(Some records)
—————

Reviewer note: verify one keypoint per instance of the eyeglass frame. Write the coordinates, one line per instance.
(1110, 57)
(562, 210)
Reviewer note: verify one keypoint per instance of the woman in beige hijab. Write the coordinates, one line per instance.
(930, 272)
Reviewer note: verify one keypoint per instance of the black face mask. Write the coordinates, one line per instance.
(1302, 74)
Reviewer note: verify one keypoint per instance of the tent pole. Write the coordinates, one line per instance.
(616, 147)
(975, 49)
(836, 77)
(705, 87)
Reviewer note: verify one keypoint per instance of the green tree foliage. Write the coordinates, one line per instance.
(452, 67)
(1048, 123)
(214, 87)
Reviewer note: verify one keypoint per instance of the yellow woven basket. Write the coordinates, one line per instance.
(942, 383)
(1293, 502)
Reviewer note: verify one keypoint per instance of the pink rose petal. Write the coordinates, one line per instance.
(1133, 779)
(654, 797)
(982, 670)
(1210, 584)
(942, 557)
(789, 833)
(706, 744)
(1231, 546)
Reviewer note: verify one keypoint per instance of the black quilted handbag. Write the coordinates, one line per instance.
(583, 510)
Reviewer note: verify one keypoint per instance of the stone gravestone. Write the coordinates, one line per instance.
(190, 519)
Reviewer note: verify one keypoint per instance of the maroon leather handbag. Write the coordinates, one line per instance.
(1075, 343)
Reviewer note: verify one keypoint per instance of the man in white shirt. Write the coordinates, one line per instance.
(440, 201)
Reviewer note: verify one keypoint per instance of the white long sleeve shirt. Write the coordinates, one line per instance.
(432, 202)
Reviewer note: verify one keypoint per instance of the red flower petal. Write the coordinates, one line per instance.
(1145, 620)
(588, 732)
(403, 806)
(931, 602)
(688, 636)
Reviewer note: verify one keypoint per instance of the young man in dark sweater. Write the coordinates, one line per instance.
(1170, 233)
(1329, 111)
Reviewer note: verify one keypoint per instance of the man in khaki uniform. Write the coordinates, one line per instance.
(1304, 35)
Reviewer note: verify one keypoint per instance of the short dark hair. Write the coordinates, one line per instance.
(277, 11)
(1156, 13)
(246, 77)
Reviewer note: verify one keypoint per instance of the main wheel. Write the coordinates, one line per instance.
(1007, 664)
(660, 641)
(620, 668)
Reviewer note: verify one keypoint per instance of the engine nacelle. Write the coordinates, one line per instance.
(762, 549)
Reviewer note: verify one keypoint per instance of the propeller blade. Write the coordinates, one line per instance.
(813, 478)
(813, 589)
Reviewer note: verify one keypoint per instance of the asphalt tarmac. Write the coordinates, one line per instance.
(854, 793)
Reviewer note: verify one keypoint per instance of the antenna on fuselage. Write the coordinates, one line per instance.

—————

Output the listing above word for word.

■ **Expected output**:
Reviewer note: verify one keypoint per instance of the eyeglass frame. Write the coordinates, one line per instance.
(1110, 57)
(562, 210)
Reviewer note: verify one keypoint per instance of the woman in beige hijab. Write the coordinates, one line per instance.
(930, 272)
Reviewer note: verify one keypoint per instance of the black face mask. Write the coordinates, one line per instance.
(1302, 74)
Reviewer note: verify one keypoint per instance of the tent pole. Write the coordinates, one line per instance.
(616, 147)
(975, 49)
(836, 77)
(705, 87)
Reviewer note: verify one keypoint per instance of the green tree foliage. Write the coordinates, one line per instance.
(452, 67)
(1048, 123)
(214, 87)
Reviewer note: verify one keypoint per instance of the yellow woven basket. Write the coordinates, one line per instance.
(942, 383)
(1293, 502)
Reviewer note: verify one keypoint per instance of the pink rose petal. Write the coordinates, one line per instance.
(1133, 779)
(654, 797)
(982, 670)
(1210, 584)
(942, 557)
(789, 833)
(706, 744)
(1231, 546)
Reviewer note: verify one keypoint per instance of the black quilted handbag. Write the coordinates, one line per instance.
(583, 510)
Reviewer note: verify one keypoint per instance of the stone gravestone. Write the coordinates, one line per instance.
(190, 519)
Reviewer note: verify one keypoint per instance of the maroon leather handbag. Write the coordinates, one line per instance.
(1075, 343)
Reviewer note: verify one keypoint per instance of the man in white shirt. Write the coordinates, one line per instance.
(440, 201)
Reviewer note: verify one keypoint per instance of the white long sleeve shirt. Write the coordinates, one line per instance.
(432, 202)
Reviewer note: verify one keypoint per instance of the red flower petal. Write the coordinates, one line per instance.
(1145, 620)
(588, 732)
(403, 806)
(931, 602)
(688, 636)
Reviewer note: verify one keypoint per instance of the young man in dark sweater. Write the coordinates, one line per instance.
(1170, 233)
(1329, 111)
Reviewer note: verify one keypoint per instance of the man in khaki uniform. Write the coordinates, one line per instance.
(1304, 35)
Reviewer note: verify one keypoint per instance of the short dark hair. Write the coordinates, one line per instance.
(277, 11)
(1156, 13)
(246, 77)
Reviewer note: verify one keypoint per instance of the main wheel. Write the coordinates, one line per instance.
(1007, 664)
(660, 641)
(620, 668)
Reviewer note: verify one keypoint per instance of the engine nacelle. Write the coordinates, one line per instance.
(762, 549)
Reviewer note: verify one keypoint per instance of the propeller blade. Write the coordinates, one line per instance.
(813, 478)
(813, 589)
Reviewer note: verify one keypoint per instance of the asphalt tarmac. Write the coordinates, one line per instance.
(854, 793)
Reviewer note: verify one keypoint per instance of the antenna on fuselage. Write the coordinates, one line per instance.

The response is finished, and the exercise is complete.